You see, I spent about 15 years supporting local singer/songwriters on the coffeehouse circuit in the Twin Cities of Minneapolis/St. Paul, MN. I credit that time in my life for opening the door for the support I'm blessed with doing here today for the Nashville singer/songwriter community. In the Twin Cities I bonded with many artists and coffeehouses and saw them come and go and change with the times. We rejoiced when we watched singers and writers progress from debuting their first CDs in such coffeehouses to making a living with their music and becoming touring artists.

Red Tree is one such sweet coffeehouse in Kingston Springs that holds that intimate, friendly atmosphere I've loved so much. Two sisters from Arkansas, Amy and Katie, serve up tasty coffee and other goodies and are two "cheerleaders" with great enthusiasm for the music they present every Friday night. This evening, the musical feature was one favorite singer of mine and one new to me.

Now, if you are a true fan of someone and you go to their show, the one thing you want to have happen most is to see that artist or group succeed with a great crowd that is totally attentive and enthusiastic. Those of you who have been reading this blog for some time know I've been on record about George Adams and how I think he's one of this town's greatest talents with a heartbreakingly beautiful, hit the tuning fork of the heart, flip your soul upside down and backwards voice. This night pulled together the best elements of the last couple of times I've seen him. His 45 minute set combined his own strong material with some covers. As I told you last October, George adds first class artistry to well-known songs, and in particular he brought it with "What's Going On", showing off that awesome vocal range of his, and Larry Gatlin's "I've Done Enough Dying Today." He had a good sized, mega-receptive crowd. I couldn't have been more thrilled for him.

It was also a pleasure to hear Louise Mosrie, a fine singer/songwriter with a lovely voice, solid material and engaging presence. One favorite of mine was "Don't Come Looking For Me" and the aforementioned Amy and Katie obviously loved "God Lives In Arkansas". Louise will be playing a few shows around town and is working on a new CD, so I'll be keeping an ear out for her, I'm sure.

As for Red Tree, I'll be back...they've got a couple of good friends of mine playing there in the coming weeks.

I'm very thankful for the presence of some friends who I invited to come down to join me for the show and help show support. I also thought about the friends I've been bumping into at all these events on this jam-packed schedule of mine (see the previous blog entry). How fitting it was that, as I was heading home, I turned on the radio and heard Michael W. Smith singing "Friends" on the Grand Ole Opry. I know it had to be God winking. I felt very lucky on this Friday the 13th.

I love my friends in this town and I love this town.

Thursday, February 12, 2009

Plugged In Entertainment Writers Night, Blue Bar, 2/11/09

My bemoaning saga of too many great things going on in one night in this town continues...

▸ **WORK INSTRUCTIONS**
[1] According to the blog post on the Nashville music scene, who runs the Red Tree coffeehouse, and where are they from?
[2] Write the next part of the blog post on the Nashville music scene, picking up after its final sentence.

▸ **Data listing**

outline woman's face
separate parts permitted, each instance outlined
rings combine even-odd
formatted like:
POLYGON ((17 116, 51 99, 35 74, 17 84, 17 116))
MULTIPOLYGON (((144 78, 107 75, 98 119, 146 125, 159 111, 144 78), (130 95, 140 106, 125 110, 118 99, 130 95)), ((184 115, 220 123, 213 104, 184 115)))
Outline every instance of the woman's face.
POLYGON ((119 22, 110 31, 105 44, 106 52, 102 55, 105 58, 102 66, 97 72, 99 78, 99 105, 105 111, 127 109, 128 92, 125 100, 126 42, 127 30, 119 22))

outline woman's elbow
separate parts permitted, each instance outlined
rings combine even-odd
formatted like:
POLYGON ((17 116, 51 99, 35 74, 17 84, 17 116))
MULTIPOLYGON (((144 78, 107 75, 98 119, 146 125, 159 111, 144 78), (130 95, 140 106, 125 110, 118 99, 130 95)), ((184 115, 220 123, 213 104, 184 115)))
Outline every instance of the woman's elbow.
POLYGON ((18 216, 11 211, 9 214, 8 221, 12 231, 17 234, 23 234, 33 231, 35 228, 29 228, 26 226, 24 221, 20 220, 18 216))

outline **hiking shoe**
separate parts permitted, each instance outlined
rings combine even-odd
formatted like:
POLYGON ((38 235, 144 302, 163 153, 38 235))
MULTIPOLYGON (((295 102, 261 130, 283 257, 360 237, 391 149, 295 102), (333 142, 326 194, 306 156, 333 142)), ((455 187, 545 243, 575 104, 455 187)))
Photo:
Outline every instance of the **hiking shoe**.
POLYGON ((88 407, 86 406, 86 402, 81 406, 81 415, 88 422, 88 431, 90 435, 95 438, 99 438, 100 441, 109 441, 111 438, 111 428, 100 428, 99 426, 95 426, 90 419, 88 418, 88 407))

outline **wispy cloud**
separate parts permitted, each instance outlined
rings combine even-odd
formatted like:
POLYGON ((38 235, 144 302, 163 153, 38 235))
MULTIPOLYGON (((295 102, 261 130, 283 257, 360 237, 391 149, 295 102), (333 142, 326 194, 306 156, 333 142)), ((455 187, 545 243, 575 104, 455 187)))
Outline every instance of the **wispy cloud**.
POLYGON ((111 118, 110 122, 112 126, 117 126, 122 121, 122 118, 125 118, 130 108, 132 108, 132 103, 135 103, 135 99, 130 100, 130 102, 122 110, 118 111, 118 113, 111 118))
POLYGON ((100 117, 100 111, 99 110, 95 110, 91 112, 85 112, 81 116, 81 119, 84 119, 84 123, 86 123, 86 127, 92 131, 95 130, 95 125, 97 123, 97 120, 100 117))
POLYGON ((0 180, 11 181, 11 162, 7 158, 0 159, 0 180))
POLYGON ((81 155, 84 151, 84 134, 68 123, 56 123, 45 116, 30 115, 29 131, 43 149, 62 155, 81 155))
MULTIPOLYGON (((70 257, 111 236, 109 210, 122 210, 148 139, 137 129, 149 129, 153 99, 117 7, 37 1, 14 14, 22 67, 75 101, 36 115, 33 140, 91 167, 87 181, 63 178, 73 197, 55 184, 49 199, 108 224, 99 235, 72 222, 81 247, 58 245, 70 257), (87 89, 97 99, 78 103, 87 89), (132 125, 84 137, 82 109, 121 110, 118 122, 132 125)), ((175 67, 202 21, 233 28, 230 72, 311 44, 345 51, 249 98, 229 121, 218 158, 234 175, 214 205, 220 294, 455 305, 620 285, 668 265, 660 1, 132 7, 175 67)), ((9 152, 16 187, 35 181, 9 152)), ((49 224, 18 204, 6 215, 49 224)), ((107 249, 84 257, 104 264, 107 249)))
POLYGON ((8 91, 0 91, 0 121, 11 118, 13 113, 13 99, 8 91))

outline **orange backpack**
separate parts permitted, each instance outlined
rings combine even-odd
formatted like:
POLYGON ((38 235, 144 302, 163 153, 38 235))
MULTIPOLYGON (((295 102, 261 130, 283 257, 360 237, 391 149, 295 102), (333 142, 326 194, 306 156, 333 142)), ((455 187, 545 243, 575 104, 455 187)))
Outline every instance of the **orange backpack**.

▸ **RESPONSES BY TASK**
[1] Two sisters from Arkansas, Amy and Katie.

[2]
As I promised readers I would do, I checked out a writer's night that I hadn't yet been to. But first, I stopped in on the Wild Oats Records showcase at the Commodore to hear Steve Haggard and Kimberly King and Joel Alan Lehman. Then conveniently, it was on to the nearby Blue Bar to catch the Wednesday evening Plugged In Entertainment writer's night run by Joy Collins and my friend (and everybody's) Joe Hrasna, hosted this evening by Lacie Madison. I got there a little early so I got to hear the last of a set by a duo whose regular Blue Bar gig ads I'd seen on TV, O'Shea. They have a strong following and are powerful performers.

I picked this evening to come in support of Kim McLean and Devon O'Day. Kim has a fabulous new release called "Rapunzel's Escape" and she, Devin and bass player Chris (assisted by Matthew Burgess, who was awesome in backing everyone on percussion) did five songs from the CD. (Kim and Devon, by the way, will be guests on my radio show Never Too Old on the 22nd.)

There were many other great writers that evening...those I did get to hear were some favorites of mine, Scott Southworth and Stephanie Layne, Rachel Williams (whose autographed picture I got from her at the 2007 CMA Fest hangs on my office wall), and some new to me writers: Terrie Long and Sarah Gayle Taylor (sorry to be ignorant of names, but Sarah had an excellent fellow with her who did one song..I think his name was Mick. If I find out more, I'll edit the info). I could only stay a short time and couldn't make the rest of the evening, so my apologies to all the other writers I missed and hope to catch you elsewhere soon!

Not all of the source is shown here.